To be done:
Make an exact copy of the records, dropping all pictures.

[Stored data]
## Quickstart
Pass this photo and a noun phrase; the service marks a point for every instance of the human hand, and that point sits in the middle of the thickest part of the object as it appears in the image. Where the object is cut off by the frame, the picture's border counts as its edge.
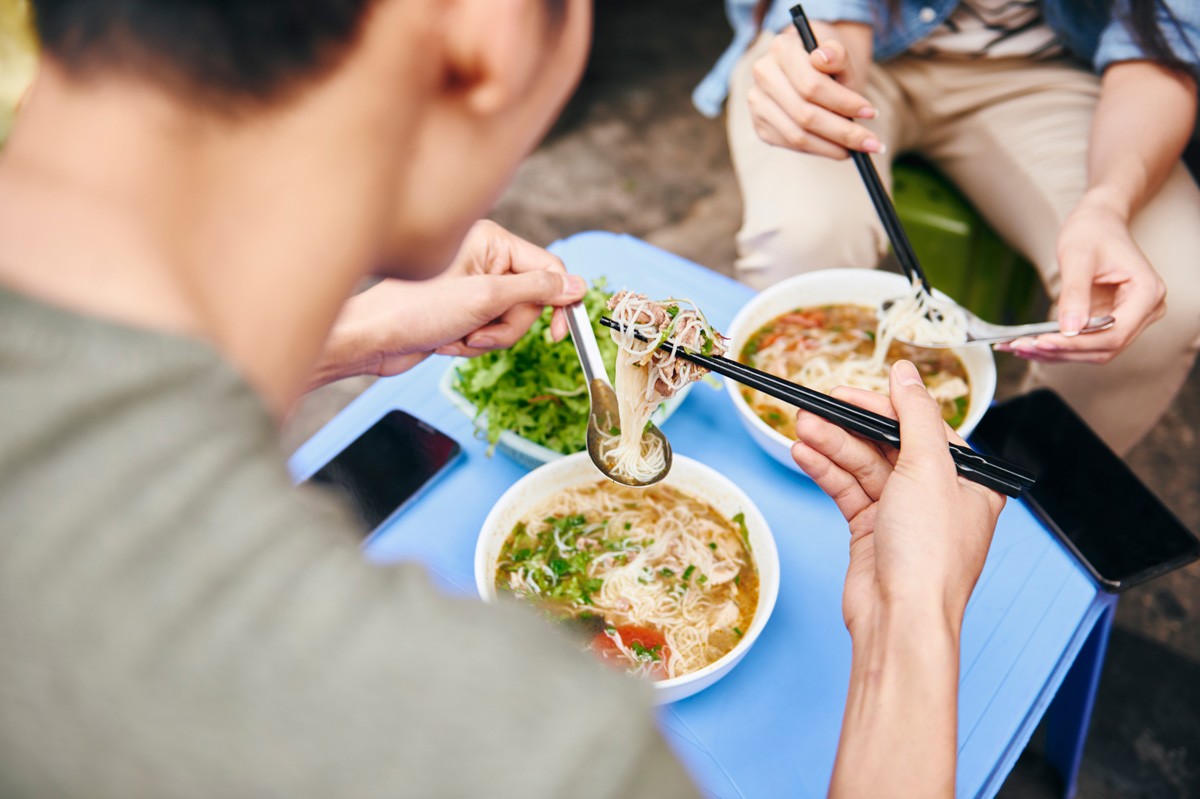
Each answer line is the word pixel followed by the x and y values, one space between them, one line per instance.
pixel 493 290
pixel 807 101
pixel 1103 274
pixel 919 534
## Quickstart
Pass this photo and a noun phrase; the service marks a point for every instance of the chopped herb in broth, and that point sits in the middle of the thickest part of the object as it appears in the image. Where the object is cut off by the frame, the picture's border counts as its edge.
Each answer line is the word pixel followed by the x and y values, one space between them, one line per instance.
pixel 835 344
pixel 665 584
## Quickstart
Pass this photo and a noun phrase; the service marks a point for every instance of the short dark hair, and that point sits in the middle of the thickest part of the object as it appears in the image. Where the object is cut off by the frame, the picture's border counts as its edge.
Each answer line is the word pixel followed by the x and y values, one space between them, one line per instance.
pixel 216 52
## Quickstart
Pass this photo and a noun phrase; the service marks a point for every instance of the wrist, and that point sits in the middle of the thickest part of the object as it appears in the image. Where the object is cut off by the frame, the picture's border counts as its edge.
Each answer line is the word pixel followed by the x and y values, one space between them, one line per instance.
pixel 348 353
pixel 900 620
pixel 1107 199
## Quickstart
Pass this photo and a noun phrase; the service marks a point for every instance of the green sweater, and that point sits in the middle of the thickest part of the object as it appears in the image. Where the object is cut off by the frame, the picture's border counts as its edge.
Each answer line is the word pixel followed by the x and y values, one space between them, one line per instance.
pixel 178 620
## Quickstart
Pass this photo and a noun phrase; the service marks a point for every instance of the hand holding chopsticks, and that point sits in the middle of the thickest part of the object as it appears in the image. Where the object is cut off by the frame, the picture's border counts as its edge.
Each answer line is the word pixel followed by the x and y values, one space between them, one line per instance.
pixel 987 470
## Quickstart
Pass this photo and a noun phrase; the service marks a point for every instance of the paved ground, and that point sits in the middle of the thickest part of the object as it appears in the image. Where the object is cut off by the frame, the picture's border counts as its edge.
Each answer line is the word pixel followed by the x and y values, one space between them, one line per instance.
pixel 631 155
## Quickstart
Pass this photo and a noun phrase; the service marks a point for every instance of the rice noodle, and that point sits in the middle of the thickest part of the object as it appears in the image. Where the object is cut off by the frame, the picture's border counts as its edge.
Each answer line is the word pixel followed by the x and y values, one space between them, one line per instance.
pixel 647 374
pixel 923 319
pixel 827 347
pixel 667 562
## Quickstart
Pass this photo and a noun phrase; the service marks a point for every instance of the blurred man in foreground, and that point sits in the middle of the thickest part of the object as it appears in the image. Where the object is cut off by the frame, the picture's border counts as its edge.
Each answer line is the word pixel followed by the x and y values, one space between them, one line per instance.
pixel 190 196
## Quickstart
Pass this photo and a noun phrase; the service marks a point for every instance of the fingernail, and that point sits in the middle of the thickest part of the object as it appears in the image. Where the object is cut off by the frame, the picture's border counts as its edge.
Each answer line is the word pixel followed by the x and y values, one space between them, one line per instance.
pixel 574 284
pixel 906 373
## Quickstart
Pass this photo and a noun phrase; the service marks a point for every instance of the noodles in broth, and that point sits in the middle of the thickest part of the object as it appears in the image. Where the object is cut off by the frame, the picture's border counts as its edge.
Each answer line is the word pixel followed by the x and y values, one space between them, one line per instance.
pixel 664 583
pixel 849 344
pixel 646 374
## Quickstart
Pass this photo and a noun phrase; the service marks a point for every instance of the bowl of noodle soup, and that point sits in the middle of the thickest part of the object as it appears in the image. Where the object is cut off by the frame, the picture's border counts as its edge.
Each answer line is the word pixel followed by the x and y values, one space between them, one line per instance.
pixel 673 582
pixel 817 314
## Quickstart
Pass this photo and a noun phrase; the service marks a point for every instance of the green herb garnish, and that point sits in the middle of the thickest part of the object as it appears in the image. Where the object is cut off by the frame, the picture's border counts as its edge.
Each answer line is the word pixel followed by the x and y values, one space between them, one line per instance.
pixel 511 385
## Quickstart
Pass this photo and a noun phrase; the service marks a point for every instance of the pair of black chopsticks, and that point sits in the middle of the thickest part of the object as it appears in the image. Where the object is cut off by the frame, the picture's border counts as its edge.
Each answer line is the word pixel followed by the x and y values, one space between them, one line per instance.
pixel 883 206
pixel 987 470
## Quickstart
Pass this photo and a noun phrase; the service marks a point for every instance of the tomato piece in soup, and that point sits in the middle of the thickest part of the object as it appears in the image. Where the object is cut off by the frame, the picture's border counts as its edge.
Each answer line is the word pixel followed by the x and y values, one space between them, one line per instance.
pixel 649 647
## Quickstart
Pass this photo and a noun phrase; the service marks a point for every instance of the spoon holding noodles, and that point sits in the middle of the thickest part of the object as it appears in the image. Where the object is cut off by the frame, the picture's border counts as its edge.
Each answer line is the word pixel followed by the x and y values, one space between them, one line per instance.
pixel 930 320
pixel 625 445
pixel 604 418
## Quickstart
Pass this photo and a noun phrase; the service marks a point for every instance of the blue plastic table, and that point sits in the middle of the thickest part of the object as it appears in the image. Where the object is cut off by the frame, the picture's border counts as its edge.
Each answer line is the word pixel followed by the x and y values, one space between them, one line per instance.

Task response:
## Quickstart
Pass this photo and a noun phrase; the service marks a point for every instance of the human hand, and that point sits in the middle of the thickest part of the object as it appears in the image. Where the object is cut off by the frame, the picture's border counts as its edge.
Each answer line is the word pixel followed by the x and y values, one space between them, one line per instance.
pixel 493 290
pixel 807 101
pixel 1103 274
pixel 919 534
## Quickstart
Pass this photo and a noun phrase; the service marks a point for every instance of the chopped herb in broth, and that point sits in the middle of the thickest part of the object as it appears in the image. Where the object is cut off by the frame, the picture's border counts as its edge.
Each answer line is the word pixel followed by the x and y values, one space between them, one line per instance.
pixel 835 344
pixel 665 584
## Quickstart
Pass this photo and a noun phrase; the service marks a point for every instance of the short dark hair, and that point sits in the middle of the thickest part of the object as it appears in the image. Where the object is cut off by the frame, the picture's border counts as its edge.
Each answer line is the word pixel followed by the x and y values, one space between them, one line per instance.
pixel 216 52
## Quickstart
Pass this photo and a noun phrase; the service marks a point for every instance of the wrist, and that point sits in the middle of the thickest part of the object as it appears in the image. Where the object is cut off by the frame, the picture's border counts as its edge.
Each answer line is the word pixel followed by the x and y values, one space between them, one line per instance.
pixel 348 353
pixel 900 620
pixel 1107 199
## Quickstart
Pass this photo and a noun phrase; the service marks a point for every instance of the green sweater, and that point sits in the middle of the thickest part of the object as it appears in the image. Where the object is cut off by the frame, the picture's border counts as its edge.
Each answer line is the word pixel followed by the x and y values, one space between them, one line per instance.
pixel 178 620
## Quickstart
Pass this photo and a noun phrase; the service marks a point for every instance of the hand holding chopsticks, and that point sits in the middle of the thickest part of the object as it appears in the image. Where the object is cut off by the frame, the picture's border counts as its edge.
Each answer line is the word pixel followed by the x and y values, one space between them, one line per instance.
pixel 987 470
## Quickstart
Pass this photo and a noun phrase; the service marks a point for every instance of the paved ground, and that point sits in the middle of the thickest part of the object as it appears in the image. Where the object is cut off by the frame, the picture's border counts as its edge.
Each answer line is the word pixel followed by the x and y values, one space between them, one line per instance.
pixel 631 155
## Quickstart
Pass this photo and a noun phrase; the service marks a point for every instance of the rice noodle, and that point sits in the middle of the thickest part of the object as it appears in the image. Where the object is cut off by the frame, the picture's border counts as its edge.
Each answer line is the word pixel followed by the x and y values, one space between them, one line per instance.
pixel 647 374
pixel 923 319
pixel 827 347
pixel 667 562
## Quickstart
Pass this photo and a noun phrase; the service marks a point for every instance of the blurred man in foreground, and that point sits in the middle of the thickest part of the object as it appears in the image. Where the object is cut off by the frame, the picture's border counts as its edge.
Each answer line is the word pixel followed by the x and y values, one space between them, one line per instance.
pixel 190 196
## Quickstart
Pass this photo and a noun phrase; the service marks a point for every instance of the fingernail, and that point sits in the middle of the thickest part of the object as it appears in the image. Where the object is cut off by the frame, the picture's border counts as its edge.
Each answer line is the word pixel followed by the x and y values, one space between them, one line per instance.
pixel 574 284
pixel 906 373
## Quickstart
Pass this photo and a noun phrase; the service marks a point for every instance of the noodles in broth, and that point sits in the middle of the thickest part of the object as it appears in the image. Where the object is cut off by the frame, the picture's border counts as its edge.
Each answer line is the word pixel followed by the x and y values, one space between them, one line per instance.
pixel 664 583
pixel 849 344
pixel 646 374
## Quickstart
Pass this photo and a noun phrase; the service marks a point for every instance of the bowl of noodle soup, and that point sits in the middle of the thickest part of the object as it appears in the image. Where the object is cut off by the frame, the picture's border counts as its edge.
Each answer line is the word pixel followed by the x and y values, one space between them, one line per instance.
pixel 673 582
pixel 817 314
## Quickstart
Pass this photo and a noun phrase; the service marks a point for every instance of the green herb garnish, and that point sits in the middle of the thickest part of the object as it appears in the image. Where the object is cut off by the frame, the picture's border counts as its edge.
Each answer line is the word pixel followed by the x and y values, one space between them, one line per instance.
pixel 511 385
## Quickstart
Pass this photo and a noun phrase; the service marks a point for every instance of the pair of black chopsticks, and that point sits in the middle of the thickest part of the object as it appears in the image. Where the object is cut off by the frame, the picture's border counts as its edge.
Each answer line is the word pixel followed by the x and y values, one space between them, one line per instance.
pixel 883 206
pixel 987 470
## Quickstart
Pass this photo and a noun phrase; the service marks a point for every instance of the tomato piece in soup, and that point sits in the middle of the thickest part of the object as it appears in the image. Where the object is cut off by the frame, the picture's border counts as its edge.
Each answer line is the word pixel followed by the x and y values, one space between them, one line per instance.
pixel 649 647
## Quickstart
Pass this photo and a noun phrase; the service marks a point for every instance of the spoon holding noodles, and that point sits in the middle of the thickest part of the object as it appears in the image. Where the object is cut off by the frame, the picture's border counts as its edge.
Each answer line is the word pixel followed by the x and y values, one space between them, one line per instance.
pixel 930 320
pixel 625 445
pixel 604 418
## Quickstart
Pass this photo and a noun phrase; the service marks a point for every instance of the blue plastic table, and that point sits in the middle of the thickest part of the object as it appears in the image. Where the object is cut off by the frame, the picture's border counts as its edge.
Each answer line is the word pixel followed by the x and y values, one space between them, one line per instance.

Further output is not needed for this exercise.